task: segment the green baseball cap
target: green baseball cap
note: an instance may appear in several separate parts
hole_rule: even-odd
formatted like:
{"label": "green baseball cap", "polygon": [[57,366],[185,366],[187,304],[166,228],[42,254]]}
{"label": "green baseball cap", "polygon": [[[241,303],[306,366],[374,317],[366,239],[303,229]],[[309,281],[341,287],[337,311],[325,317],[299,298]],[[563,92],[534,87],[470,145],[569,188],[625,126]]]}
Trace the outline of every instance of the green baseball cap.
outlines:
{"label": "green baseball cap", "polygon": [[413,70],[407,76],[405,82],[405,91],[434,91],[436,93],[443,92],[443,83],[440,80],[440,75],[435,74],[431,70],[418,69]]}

---------------

Exercise objective:
All entries shown above should be printed again exactly.

Response to this task:
task: segment the green baseball cap
target: green baseball cap
note: an instance may appear in several separate parts
hole_rule: even-odd
formatted like:
{"label": "green baseball cap", "polygon": [[57,366],[185,366],[187,304],[166,228],[42,254]]}
{"label": "green baseball cap", "polygon": [[[241,303],[306,366],[374,317],[366,239],[303,229]],[[309,281],[341,287],[337,311],[325,317],[299,298]],[[563,92],[534,87],[470,145],[569,188],[625,126]]]}
Trace the outline of every instance of the green baseball cap.
outlines:
{"label": "green baseball cap", "polygon": [[413,70],[407,76],[405,82],[405,91],[434,91],[436,93],[443,92],[443,83],[440,80],[440,75],[435,74],[431,70],[418,69]]}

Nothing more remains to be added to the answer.